#### What you will do
Please count how many lines of the records below contain the string "segment", treating uppercase and lowercase as different, and reply with the number alone.

#### Provided material
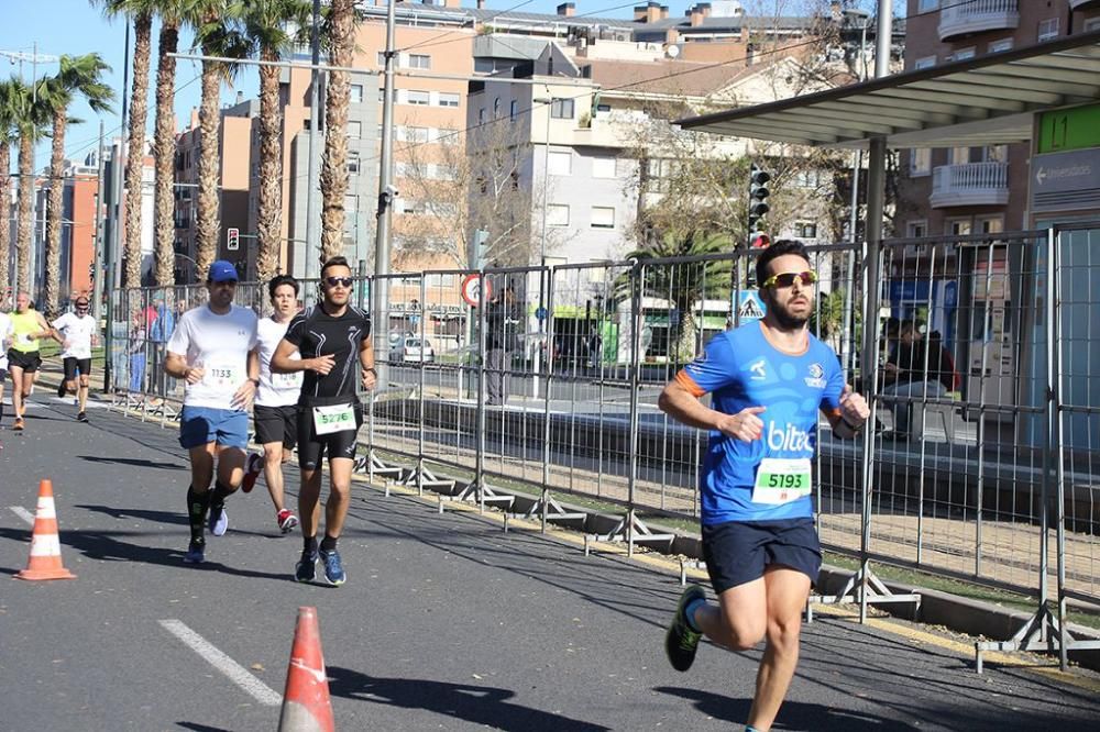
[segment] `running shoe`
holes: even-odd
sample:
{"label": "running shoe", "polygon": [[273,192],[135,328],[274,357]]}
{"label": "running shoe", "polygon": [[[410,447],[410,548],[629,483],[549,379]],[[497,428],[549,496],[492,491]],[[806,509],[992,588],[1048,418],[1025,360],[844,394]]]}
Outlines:
{"label": "running shoe", "polygon": [[691,668],[695,661],[695,651],[698,648],[698,639],[702,633],[695,632],[688,623],[688,606],[695,600],[706,599],[706,594],[698,585],[692,585],[680,596],[680,603],[676,606],[676,614],[669,623],[669,630],[664,634],[664,653],[669,656],[669,663],[679,672]]}
{"label": "running shoe", "polygon": [[210,504],[210,518],[207,519],[207,529],[215,536],[224,536],[229,529],[229,514],[226,513],[226,506]]}
{"label": "running shoe", "polygon": [[264,469],[264,458],[256,453],[249,453],[249,459],[244,461],[244,480],[241,481],[241,490],[251,493],[256,487],[256,478]]}
{"label": "running shoe", "polygon": [[324,563],[324,579],[330,585],[338,587],[348,581],[348,575],[343,570],[343,563],[340,561],[340,552],[337,550],[332,550],[331,552],[322,550],[320,554],[321,562]]}
{"label": "running shoe", "polygon": [[202,564],[206,561],[206,543],[191,542],[187,545],[187,554],[184,555],[186,564]]}
{"label": "running shoe", "polygon": [[301,558],[294,565],[294,578],[299,583],[311,583],[317,577],[317,552],[302,550]]}
{"label": "running shoe", "polygon": [[294,531],[294,528],[298,525],[298,517],[294,514],[290,509],[283,509],[275,517],[275,521],[278,523],[278,528],[284,534],[288,534]]}

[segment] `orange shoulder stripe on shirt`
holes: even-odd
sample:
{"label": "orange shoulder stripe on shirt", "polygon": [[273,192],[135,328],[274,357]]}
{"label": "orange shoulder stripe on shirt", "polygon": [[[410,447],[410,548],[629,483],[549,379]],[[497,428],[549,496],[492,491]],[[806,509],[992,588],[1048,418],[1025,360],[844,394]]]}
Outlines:
{"label": "orange shoulder stripe on shirt", "polygon": [[681,370],[679,374],[676,374],[676,384],[686,389],[689,393],[691,393],[691,396],[695,398],[702,397],[704,393],[706,393],[706,389],[695,384],[695,379],[688,376],[688,371]]}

#### Task output
2